» Ausgelesene Angaben:

□ □ □ □ □

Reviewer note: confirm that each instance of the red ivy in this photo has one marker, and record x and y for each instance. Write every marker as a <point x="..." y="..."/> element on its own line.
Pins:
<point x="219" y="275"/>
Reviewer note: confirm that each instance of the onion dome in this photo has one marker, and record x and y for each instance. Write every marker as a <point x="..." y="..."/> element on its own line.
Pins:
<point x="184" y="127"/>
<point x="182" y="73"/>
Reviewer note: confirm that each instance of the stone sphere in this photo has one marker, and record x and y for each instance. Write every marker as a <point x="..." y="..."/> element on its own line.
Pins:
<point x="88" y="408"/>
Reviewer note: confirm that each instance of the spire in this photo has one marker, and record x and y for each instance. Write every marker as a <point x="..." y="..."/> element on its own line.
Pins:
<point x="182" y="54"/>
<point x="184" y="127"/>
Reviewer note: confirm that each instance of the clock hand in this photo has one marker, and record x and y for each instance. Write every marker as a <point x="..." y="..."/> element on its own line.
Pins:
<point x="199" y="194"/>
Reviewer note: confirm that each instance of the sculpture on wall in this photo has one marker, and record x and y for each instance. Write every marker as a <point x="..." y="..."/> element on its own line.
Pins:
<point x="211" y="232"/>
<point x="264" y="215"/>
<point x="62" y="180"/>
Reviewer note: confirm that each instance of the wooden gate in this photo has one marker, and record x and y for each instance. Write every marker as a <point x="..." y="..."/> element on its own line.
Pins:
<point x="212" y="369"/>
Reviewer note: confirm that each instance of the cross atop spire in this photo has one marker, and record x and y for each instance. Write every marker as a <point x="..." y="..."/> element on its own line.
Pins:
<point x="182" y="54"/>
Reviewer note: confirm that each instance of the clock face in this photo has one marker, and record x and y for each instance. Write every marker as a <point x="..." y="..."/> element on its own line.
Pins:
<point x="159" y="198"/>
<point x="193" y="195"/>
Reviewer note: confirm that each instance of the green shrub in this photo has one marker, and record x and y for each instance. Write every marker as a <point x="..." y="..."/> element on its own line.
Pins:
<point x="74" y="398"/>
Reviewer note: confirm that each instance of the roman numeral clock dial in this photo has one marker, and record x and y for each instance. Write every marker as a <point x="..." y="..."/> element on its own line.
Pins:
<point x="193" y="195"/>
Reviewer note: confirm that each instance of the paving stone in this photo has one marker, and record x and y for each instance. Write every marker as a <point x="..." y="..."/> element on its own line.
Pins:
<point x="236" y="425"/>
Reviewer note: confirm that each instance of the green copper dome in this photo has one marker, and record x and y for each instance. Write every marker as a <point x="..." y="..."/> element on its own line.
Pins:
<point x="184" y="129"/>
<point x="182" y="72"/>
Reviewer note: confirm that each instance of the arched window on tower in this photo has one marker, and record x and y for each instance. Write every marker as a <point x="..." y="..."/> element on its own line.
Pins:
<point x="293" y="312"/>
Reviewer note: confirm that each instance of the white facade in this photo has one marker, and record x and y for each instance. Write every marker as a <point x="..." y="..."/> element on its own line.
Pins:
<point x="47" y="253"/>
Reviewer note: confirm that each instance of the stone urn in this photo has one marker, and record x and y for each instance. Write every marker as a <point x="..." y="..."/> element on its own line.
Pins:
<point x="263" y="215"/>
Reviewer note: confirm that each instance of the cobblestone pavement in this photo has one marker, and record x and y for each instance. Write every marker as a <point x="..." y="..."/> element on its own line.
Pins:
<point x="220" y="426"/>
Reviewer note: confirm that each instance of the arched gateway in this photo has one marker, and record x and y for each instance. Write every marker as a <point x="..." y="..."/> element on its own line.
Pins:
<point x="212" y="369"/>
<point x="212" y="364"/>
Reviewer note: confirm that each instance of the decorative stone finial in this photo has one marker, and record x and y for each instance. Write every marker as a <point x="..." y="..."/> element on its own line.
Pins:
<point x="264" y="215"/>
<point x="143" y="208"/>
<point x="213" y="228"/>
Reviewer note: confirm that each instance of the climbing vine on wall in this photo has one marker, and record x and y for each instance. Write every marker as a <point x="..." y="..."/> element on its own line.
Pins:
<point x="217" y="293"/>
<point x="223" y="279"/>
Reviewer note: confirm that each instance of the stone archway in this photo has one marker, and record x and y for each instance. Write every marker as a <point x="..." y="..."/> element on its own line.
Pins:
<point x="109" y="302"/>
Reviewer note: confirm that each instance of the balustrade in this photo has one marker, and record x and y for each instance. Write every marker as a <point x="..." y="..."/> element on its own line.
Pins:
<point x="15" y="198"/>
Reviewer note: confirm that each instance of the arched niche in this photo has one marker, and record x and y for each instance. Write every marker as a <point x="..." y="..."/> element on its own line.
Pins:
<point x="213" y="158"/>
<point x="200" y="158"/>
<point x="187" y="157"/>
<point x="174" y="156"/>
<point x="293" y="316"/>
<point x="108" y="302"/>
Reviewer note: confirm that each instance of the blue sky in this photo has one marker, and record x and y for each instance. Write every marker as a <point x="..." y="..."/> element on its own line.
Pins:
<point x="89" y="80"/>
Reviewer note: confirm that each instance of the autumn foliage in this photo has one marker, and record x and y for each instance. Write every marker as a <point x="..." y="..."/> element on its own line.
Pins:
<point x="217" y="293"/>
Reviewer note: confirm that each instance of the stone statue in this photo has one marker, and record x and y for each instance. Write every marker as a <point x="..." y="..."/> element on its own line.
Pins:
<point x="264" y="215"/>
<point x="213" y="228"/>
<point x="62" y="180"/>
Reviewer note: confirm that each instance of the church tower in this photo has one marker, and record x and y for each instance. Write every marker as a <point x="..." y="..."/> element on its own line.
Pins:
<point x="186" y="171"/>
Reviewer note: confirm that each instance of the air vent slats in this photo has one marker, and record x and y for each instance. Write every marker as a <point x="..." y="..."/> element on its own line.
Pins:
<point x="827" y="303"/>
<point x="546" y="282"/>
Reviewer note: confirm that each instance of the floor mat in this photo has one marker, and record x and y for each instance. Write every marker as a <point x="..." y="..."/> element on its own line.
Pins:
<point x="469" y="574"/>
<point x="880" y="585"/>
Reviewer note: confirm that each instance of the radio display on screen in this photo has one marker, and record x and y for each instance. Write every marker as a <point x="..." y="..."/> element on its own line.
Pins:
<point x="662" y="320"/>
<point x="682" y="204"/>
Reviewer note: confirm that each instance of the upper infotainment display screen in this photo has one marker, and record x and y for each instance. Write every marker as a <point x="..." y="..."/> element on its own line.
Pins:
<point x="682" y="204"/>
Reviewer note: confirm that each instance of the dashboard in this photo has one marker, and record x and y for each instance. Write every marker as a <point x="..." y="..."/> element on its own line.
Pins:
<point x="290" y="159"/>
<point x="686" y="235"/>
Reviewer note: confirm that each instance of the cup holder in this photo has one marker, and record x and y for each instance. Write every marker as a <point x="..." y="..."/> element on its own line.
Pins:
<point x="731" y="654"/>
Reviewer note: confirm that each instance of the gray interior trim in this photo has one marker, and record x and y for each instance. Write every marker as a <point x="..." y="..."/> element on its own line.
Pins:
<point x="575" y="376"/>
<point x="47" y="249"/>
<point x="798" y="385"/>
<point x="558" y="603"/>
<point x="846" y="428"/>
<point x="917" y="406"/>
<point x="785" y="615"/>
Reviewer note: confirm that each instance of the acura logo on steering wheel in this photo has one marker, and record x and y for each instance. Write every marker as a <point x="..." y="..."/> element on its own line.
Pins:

□ □ □ □ □

» Der Auftrag: Schreib sämtliche Zeilen aller Einträge oben in eine nummerierte Liste um und lass Leerzeilen dabei weg.

» Schriftliche Antwort:
1. Reviewer note: confirm that each instance of the red ivy in this photo has one marker, and record x and y for each instance. Write every marker as a <point x="..." y="..."/> element on its own line.
2. Pins:
3. <point x="219" y="275"/>
4. Reviewer note: confirm that each instance of the onion dome in this photo has one marker, and record x and y for each instance. Write every marker as a <point x="..." y="..."/> element on its own line.
5. Pins:
6. <point x="184" y="127"/>
7. <point x="182" y="73"/>
8. Reviewer note: confirm that each instance of the stone sphere in this photo has one marker, and record x and y for each instance. Write every marker as a <point x="..." y="..."/> element on its own line.
9. Pins:
10. <point x="88" y="408"/>
11. Reviewer note: confirm that each instance of the spire in this photo has one marker, and record x and y for each instance. Write every marker as a <point x="..." y="..."/> element on its own line.
12. Pins:
13. <point x="182" y="54"/>
14. <point x="184" y="127"/>
15. Reviewer note: confirm that each instance of the clock hand in this photo has one marker, and record x and y for each instance. Write every marker as a <point x="..." y="..."/> element on its own line.
16. Pins:
17. <point x="199" y="194"/>
18. Reviewer note: confirm that each instance of the sculpture on wall in this photo has one marker, and record x and y for each instance. Write every marker as a <point x="..." y="..."/> element on its own line.
19. Pins:
20. <point x="211" y="232"/>
21. <point x="264" y="215"/>
22. <point x="62" y="180"/>
23. Reviewer note: confirm that each instance of the wooden gate in this photo has one marker, and record x and y for each instance. Write every marker as a <point x="..." y="..."/> element on its own line.
24. Pins:
25. <point x="212" y="369"/>
26. Reviewer note: confirm that each instance of the cross atop spire in this photo has one marker, and record x and y for each instance. Write every marker as a <point x="..." y="..."/> element on its own line.
27. Pins:
28. <point x="182" y="54"/>
29. Reviewer note: confirm that each instance of the clock face in this photo has one marker, and record x and y for each instance. Write every marker as a <point x="..." y="..."/> element on its own line.
30. Pins:
31. <point x="159" y="198"/>
32. <point x="193" y="195"/>
33. Reviewer note: confirm that each instance of the green shrub in this photo has one marker, and record x and y for each instance. Write every marker as a <point x="..." y="..."/> element on its own line.
34. Pins:
35. <point x="74" y="398"/>
36. Reviewer note: confirm that each instance of the roman numeral clock dial in this photo has one marker, and record x and y for each instance. Write every marker as a <point x="..." y="..."/> element on its own line.
37. Pins:
38. <point x="193" y="195"/>
39. Reviewer note: confirm that each instance of the paving stone in this photo has one marker, and record x and y for each instance. Write every marker as a <point x="..." y="..."/> element on its own line.
40. Pins:
41. <point x="236" y="425"/>
42. Reviewer note: confirm that each instance of the green copper dome in this photo has one marker, and record x and y for each instance. Write every marker as a <point x="..." y="..."/> element on its own line.
43. Pins:
44. <point x="184" y="129"/>
45. <point x="182" y="72"/>
46. Reviewer note: confirm that each instance of the arched window on tower in this photo has one marker, and record x and y for each instance. Write every marker as a <point x="..." y="..."/> element on its own line.
47. Pins:
48. <point x="293" y="312"/>
49. Reviewer note: confirm that each instance of the white facade in this photo has one marker, and record x and y for each instance. Write every marker as a <point x="..." y="..."/> element on its own line.
50. Pins:
51. <point x="47" y="253"/>
52. Reviewer note: confirm that each instance of the stone urn in this photo has one marker, and record x and y for each instance. Write every marker as a <point x="..." y="..."/> element on its own line.
53. Pins:
54. <point x="263" y="215"/>
55. Reviewer note: confirm that each instance of the cobblestone pavement in this photo has one marker, and record x and y for each instance. Write every marker as a <point x="..." y="..."/> element on its own line.
56. Pins:
57. <point x="220" y="426"/>
58. Reviewer note: confirm that each instance of the arched gateway in this photo has one marker, and record x and y for each instance. Write every marker as a <point x="..." y="..."/> element on its own line.
59. Pins:
60. <point x="212" y="369"/>
61. <point x="212" y="364"/>
62. Reviewer note: confirm that each instance of the decorative stone finial in this photo has one marker, and record x and y for each instance. Write every marker as a <point x="..." y="..."/> element on its own line.
63. Pins:
64. <point x="264" y="215"/>
65. <point x="143" y="208"/>
66. <point x="213" y="228"/>
67. Reviewer note: confirm that each instance of the climbing vine on wall in this photo has one marker, and record x and y for each instance. Write every marker as a <point x="..." y="..."/> element on its own line.
68. Pins:
69. <point x="217" y="293"/>
70. <point x="223" y="279"/>
71. Reviewer note: confirm that each instance of the stone archway in this photo has one marker, and record x and y for each instance. Write every marker as a <point x="..." y="..."/> element on its own line.
72. Pins:
73. <point x="109" y="302"/>
74. Reviewer note: confirm that each instance of the balustrade in this photo has one marker, and record x and y for each instance. Write every marker as a <point x="..." y="..."/> element on its own line.
75. Pins:
76. <point x="15" y="198"/>
77. Reviewer note: confirm that each instance of the arched niche in this photo has one marker, and record x and y for each instance. Write every marker as a <point x="..." y="..."/> element on its own line.
78. Pins:
79. <point x="213" y="158"/>
80. <point x="200" y="158"/>
81. <point x="187" y="157"/>
82. <point x="174" y="156"/>
83. <point x="293" y="316"/>
84. <point x="108" y="302"/>
85. Reviewer note: confirm that each instance of the blue sky in this photo has one marker, and record x and y for each instance. Write every marker as a <point x="..." y="..."/> element on its own line.
86. Pins:
87. <point x="89" y="80"/>
88. Reviewer note: confirm that each instance of the autumn foliage in this photo has one marker, and record x and y for each instance. Write every marker as a <point x="..." y="..."/> element on its own line.
89. Pins:
90. <point x="217" y="293"/>
91. Reviewer note: confirm that each instance of the stone statue in this photo has one marker, and record x and y for each instance. Write every marker as a <point x="..." y="..."/> element on its own line.
92. Pins:
93. <point x="264" y="215"/>
94. <point x="213" y="228"/>
95. <point x="62" y="180"/>
96. Reviewer note: confirm that each instance of the church tower in this photo has one marker, and record x and y for each instance. Write every marker as a <point x="..." y="..."/> element on its own line.
97. Pins:
98. <point x="186" y="171"/>
99. Reviewer note: confirm that each instance of the air vent slats in this photo has one marker, and record x and y for each instance. Write every marker as a <point x="..." y="..."/> element on its own line.
100. Pins:
101. <point x="827" y="303"/>
102. <point x="546" y="282"/>
103. Reviewer note: confirm that each instance of the floor mat in this photo has one marker, and record x and y for each instance. Write every marker as a <point x="..." y="..."/> element on its own line.
104. Pins:
105. <point x="469" y="574"/>
106. <point x="880" y="585"/>
107. Reviewer note: confirm that each instance of the radio display on screen in this photo has one marker, and record x and y for each instance. Write every marker as a <point x="..." y="..."/> element on its own line.
108. Pins:
109. <point x="662" y="320"/>
110. <point x="682" y="204"/>
111. Reviewer note: confirm that each instance of the upper infotainment display screen in this photo has one marker, and record x and y for each instance. Write every marker as a <point x="..." y="..."/> element on its own line.
112. Pins:
113. <point x="682" y="204"/>
114. Reviewer note: confirm that each instance of the dashboard in this photo has one marker, and record x and y for each instance. Write every marker as a <point x="..." y="..."/> element on its own line.
115. Pins:
116. <point x="290" y="159"/>
117. <point x="686" y="235"/>
118. Reviewer note: confirm that each instance of the cup holder in this photo has one marker, and record x and y for each instance. Write every marker as a <point x="..." y="..."/> element on its own line.
119. Pins:
120. <point x="731" y="654"/>
121. Reviewer note: confirm that each instance of the gray interior trim in this photo has one marker, and record x and y for each instance. Write every marker as a <point x="..." y="..."/> element on its own line.
122. Pins:
123. <point x="575" y="376"/>
124. <point x="47" y="249"/>
125. <point x="798" y="385"/>
126. <point x="558" y="603"/>
127. <point x="846" y="428"/>
128. <point x="917" y="406"/>
129. <point x="785" y="615"/>
130. Reviewer note: confirm that each instance of the acura logo on steering wheel in this photo has one marker, and record x and y for each instance. Write every marker as a <point x="..." y="..."/> element on its own line.
131. Pins:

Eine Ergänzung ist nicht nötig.